THE DATA
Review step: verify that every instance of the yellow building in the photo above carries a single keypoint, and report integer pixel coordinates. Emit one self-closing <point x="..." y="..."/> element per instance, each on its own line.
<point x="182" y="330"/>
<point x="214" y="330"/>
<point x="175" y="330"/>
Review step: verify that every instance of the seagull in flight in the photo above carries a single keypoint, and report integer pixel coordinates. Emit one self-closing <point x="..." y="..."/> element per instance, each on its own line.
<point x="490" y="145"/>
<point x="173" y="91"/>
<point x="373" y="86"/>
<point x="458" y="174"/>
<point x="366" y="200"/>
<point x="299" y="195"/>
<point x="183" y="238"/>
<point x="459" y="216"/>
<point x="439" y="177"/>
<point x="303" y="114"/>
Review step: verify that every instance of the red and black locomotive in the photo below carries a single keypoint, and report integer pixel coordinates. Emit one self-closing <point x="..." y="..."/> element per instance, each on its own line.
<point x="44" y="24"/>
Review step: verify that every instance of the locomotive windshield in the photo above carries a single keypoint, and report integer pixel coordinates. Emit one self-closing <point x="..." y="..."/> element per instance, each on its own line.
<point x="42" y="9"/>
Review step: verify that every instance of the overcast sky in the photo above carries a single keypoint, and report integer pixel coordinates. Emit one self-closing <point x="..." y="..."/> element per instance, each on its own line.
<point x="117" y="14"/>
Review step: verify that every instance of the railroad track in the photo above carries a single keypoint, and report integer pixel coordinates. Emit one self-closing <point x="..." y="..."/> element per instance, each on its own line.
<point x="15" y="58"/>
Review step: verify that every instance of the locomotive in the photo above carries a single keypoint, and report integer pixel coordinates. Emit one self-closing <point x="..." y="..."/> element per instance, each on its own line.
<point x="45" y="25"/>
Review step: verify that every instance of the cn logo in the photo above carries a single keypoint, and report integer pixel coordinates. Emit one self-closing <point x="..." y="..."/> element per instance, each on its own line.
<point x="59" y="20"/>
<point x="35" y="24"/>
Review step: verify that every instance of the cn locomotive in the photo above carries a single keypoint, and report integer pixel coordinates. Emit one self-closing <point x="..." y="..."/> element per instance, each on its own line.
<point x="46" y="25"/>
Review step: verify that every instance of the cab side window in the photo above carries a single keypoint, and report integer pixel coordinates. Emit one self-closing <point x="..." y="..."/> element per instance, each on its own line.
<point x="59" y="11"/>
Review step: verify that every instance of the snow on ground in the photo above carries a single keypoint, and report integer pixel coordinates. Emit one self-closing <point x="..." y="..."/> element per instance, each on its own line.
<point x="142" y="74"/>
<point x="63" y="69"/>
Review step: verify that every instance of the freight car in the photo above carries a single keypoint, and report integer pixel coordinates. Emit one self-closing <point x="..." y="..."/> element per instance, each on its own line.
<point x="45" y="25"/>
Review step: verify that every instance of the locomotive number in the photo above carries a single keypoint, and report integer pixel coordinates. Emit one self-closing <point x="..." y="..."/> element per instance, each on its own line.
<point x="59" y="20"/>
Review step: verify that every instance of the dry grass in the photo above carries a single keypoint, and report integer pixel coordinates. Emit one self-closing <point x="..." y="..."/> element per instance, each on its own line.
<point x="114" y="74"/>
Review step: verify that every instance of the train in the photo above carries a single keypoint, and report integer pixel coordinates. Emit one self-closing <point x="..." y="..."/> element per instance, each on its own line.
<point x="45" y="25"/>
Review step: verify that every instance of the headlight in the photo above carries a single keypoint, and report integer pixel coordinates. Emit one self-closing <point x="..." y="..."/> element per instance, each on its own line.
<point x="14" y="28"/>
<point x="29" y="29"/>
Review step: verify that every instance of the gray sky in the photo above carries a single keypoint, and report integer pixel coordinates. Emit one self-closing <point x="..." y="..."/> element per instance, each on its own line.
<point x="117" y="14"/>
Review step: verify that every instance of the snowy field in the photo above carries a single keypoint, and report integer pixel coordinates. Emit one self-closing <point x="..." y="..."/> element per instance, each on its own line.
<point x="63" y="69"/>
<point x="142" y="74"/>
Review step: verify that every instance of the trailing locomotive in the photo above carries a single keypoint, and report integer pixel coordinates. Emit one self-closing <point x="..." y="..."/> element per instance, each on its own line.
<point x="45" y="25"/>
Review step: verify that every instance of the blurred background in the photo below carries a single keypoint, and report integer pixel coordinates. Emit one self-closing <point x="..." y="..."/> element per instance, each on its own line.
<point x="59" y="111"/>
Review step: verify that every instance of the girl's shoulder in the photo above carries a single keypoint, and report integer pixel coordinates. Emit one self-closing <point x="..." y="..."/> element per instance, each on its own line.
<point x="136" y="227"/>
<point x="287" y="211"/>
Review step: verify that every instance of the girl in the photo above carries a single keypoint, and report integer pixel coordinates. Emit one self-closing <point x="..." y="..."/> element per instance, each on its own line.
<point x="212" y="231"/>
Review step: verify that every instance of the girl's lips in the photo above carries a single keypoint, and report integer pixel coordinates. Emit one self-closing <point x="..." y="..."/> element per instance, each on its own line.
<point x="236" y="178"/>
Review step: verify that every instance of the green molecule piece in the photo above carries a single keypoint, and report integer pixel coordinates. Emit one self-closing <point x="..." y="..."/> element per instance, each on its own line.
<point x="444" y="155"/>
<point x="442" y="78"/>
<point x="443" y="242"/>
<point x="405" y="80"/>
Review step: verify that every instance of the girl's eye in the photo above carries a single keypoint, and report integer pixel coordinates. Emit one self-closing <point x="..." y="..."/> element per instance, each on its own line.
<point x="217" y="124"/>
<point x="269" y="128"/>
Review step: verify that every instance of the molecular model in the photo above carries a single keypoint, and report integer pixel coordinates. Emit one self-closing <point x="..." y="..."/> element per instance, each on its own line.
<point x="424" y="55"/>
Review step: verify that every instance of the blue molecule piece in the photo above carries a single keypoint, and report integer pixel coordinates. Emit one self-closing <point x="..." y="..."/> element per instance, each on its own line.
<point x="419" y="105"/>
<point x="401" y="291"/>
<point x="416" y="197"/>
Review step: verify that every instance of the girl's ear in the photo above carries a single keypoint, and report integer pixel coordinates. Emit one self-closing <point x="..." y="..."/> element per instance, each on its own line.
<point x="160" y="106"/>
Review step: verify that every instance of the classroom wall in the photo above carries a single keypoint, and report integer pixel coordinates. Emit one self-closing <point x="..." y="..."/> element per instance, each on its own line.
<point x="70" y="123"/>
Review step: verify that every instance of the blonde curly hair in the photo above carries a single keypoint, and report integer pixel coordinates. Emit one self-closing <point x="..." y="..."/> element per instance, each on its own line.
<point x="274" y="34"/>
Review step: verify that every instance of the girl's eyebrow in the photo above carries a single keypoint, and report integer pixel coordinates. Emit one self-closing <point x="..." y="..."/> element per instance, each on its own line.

WORK REQUIRED
Print the data above exactly as it reads.

RESULT FOR THIS TASK
Review step: verify that every instance of the yellow building in the photo above carries a single keypoint, and report integer pixel coordinates. Emit one self-closing <point x="..." y="..."/> element per instance, each on its own line.
<point x="182" y="330"/>
<point x="214" y="330"/>
<point x="175" y="330"/>
Review step: verify that every instance of the seagull in flight in the photo above carries a single keypoint, and report integer pixel coordinates. Emit one self-closing <point x="..." y="..."/> element per instance, each on its own line.
<point x="490" y="145"/>
<point x="173" y="91"/>
<point x="373" y="86"/>
<point x="458" y="174"/>
<point x="366" y="200"/>
<point x="299" y="195"/>
<point x="183" y="238"/>
<point x="459" y="216"/>
<point x="439" y="177"/>
<point x="303" y="114"/>
Review step: verify that every instance of the red and black locomotive in the photo below carries a single keypoint, and report integer pixel coordinates. Emit one self-closing <point x="..." y="..."/> element per instance, each on its own line.
<point x="44" y="24"/>
Review step: verify that every instance of the locomotive windshield in the photo above carries a single keypoint, and report integer pixel coordinates. Emit one self-closing <point x="..." y="..."/> element per instance, each on its own line.
<point x="42" y="9"/>
Review step: verify that every instance of the overcast sky in the photo above carries a single keypoint, and report integer pixel coordinates. Emit one self-closing <point x="..." y="..."/> element per instance, each on its own line.
<point x="117" y="14"/>
Review step: verify that every instance of the railroad track in the photo above carries a single keypoint, and report integer pixel coordinates. Emit one self-closing <point x="..." y="..."/> element per instance, each on its own line.
<point x="15" y="58"/>
Review step: verify that every instance of the locomotive in the photo above carries a single keypoint, and report integer pixel coordinates. Emit one self-closing <point x="..." y="..."/> element per instance, each on its own line.
<point x="45" y="25"/>
Review step: verify that every instance of the cn logo in the photo above carries a single keypoint, and report integer pixel coordinates. Emit one self-closing <point x="..." y="..."/> element per instance, each on its own line.
<point x="59" y="20"/>
<point x="35" y="24"/>
Review step: verify that every instance of the cn locomotive in the photo above carries a single keypoint, and report integer pixel coordinates. Emit one self-closing <point x="..." y="..."/> element per instance, each on its own line.
<point x="46" y="25"/>
Review step: verify that every instance of the cab side window in the photo above carries a single keypoint, and report integer pixel coordinates. Emit one self-closing <point x="..." y="..."/> element per instance, each on its own line.
<point x="59" y="11"/>
Review step: verify that every instance of the snow on ground in the photo above carries a single keypoint, and report integer pixel coordinates. Emit one self-closing <point x="..." y="..."/> element per instance, each on its own line.
<point x="142" y="74"/>
<point x="63" y="69"/>
Review step: verify that every instance of the freight car in the photo above carries a single keypoint, and report integer pixel coordinates. Emit one self-closing <point x="..." y="..."/> element per instance, each on its own line.
<point x="45" y="25"/>
Review step: verify that every instance of the locomotive number in the photo above carries a single keypoint, and report integer pixel coordinates. Emit one self-closing <point x="..." y="..."/> element per instance, each on its own line.
<point x="59" y="20"/>
Review step: verify that every instance of the dry grass in the photo above carries a single keypoint, and report integer pixel coordinates. Emit one self-closing <point x="..." y="..."/> element per instance, each on its own line.
<point x="114" y="74"/>
Review step: verify that every instance of the train in the photo above carries a single keypoint, and report integer pixel coordinates. Emit one self-closing <point x="..." y="..."/> element per instance, each on its own line.
<point x="45" y="25"/>
Review step: verify that every instance of the headlight in the photo above carries a single keypoint, and report integer pixel coordinates. Emit one self-closing <point x="..." y="..."/> element per instance, each on its own line.
<point x="14" y="28"/>
<point x="29" y="29"/>
Review step: verify that every instance of the gray sky in the photo above carries a single keypoint, and report integer pixel coordinates. Emit one self-closing <point x="..." y="..."/> element per instance, each on its own line.
<point x="117" y="14"/>
Review step: verify that every instance of the snowy field in the photo above carries a single keypoint, and report integer pixel coordinates. Emit one self-closing <point x="..." y="..."/> element per instance, each on its own line.
<point x="63" y="69"/>
<point x="142" y="74"/>
Review step: verify that every instance of the trailing locomotive in the photo above carries a single keypoint, and report integer pixel coordinates. Emit one self-closing <point x="..." y="..."/> element per instance, each on its own line.
<point x="45" y="25"/>
Review step: verify that every instance of the blurred background in the photo below carries a single keypoint, and report integer pixel coordinates. Emit one self-closing <point x="..." y="..."/> element per instance, each on its own line.
<point x="59" y="111"/>
Review step: verify that every instance of the girl's shoulder in the photo above carries a single keypoint, and report integer pixel coordinates. Emit one self-closing <point x="..." y="..."/> element per instance, each on its own line.
<point x="136" y="227"/>
<point x="287" y="211"/>
Review step: verify that every instance of the girl in the photo above carries a single keypoint, and report integer pixel coordinates. Emit one self-closing <point x="..." y="..."/> element per instance, each on its own line.
<point x="212" y="231"/>
Review step: verify that every instance of the girl's lips in the photo above carries a single keypoint, and report integer pixel coordinates. Emit one self-closing <point x="..." y="..."/> element per instance, each on its own line.
<point x="236" y="178"/>
Review step: verify that every instance of the green molecule piece in the photo above carries a single keypoint, and report integer pixel coordinates. Emit one self-closing <point x="..." y="..."/> element per instance, each on its own line.
<point x="444" y="155"/>
<point x="442" y="78"/>
<point x="443" y="242"/>
<point x="405" y="80"/>
Review step: verify that every instance of the girl's eye in the photo above carries a single keypoint, and report integer pixel coordinates. Emit one self-closing <point x="..." y="..."/> element per instance, each on its own line.
<point x="217" y="124"/>
<point x="269" y="128"/>
Review step: verify that every instance of the molecular model in the photo above carries a single keypoint, and report integer pixel coordinates. Emit one self-closing <point x="..." y="..."/> element per instance, each on its own line.
<point x="424" y="55"/>
Review step: verify that every instance of the blue molecule piece in the photo above carries a single keypoint, and report integer pixel coordinates. Emit one self-closing <point x="..." y="..."/> element per instance, each on its own line.
<point x="419" y="105"/>
<point x="401" y="291"/>
<point x="416" y="197"/>
Review step: verify that every instance of the girl's ear in the photo above carries a single keypoint, and report integer pixel coordinates. Emit one self-closing <point x="..." y="..."/> element per instance, each on its own line.
<point x="160" y="106"/>
Review step: verify that every instance of the classroom wall in the photo above carries a single keypoint, and report integer pixel coordinates. Emit one self-closing <point x="..." y="..."/> element per instance, each on its own line.
<point x="70" y="123"/>
Review step: verify that every instance of the blonde curly hair in the photo above carries a single keypoint, and report integer pixel coordinates. Emit one self-closing <point x="..." y="..."/> element per instance, each on its own line.
<point x="274" y="34"/>
Review step: verify that every instance of the girl's eyebrow in the photo above carries a single keypoint, and report integer pixel coordinates. Emit one self-closing <point x="..." y="..."/> element per instance, each on its own line.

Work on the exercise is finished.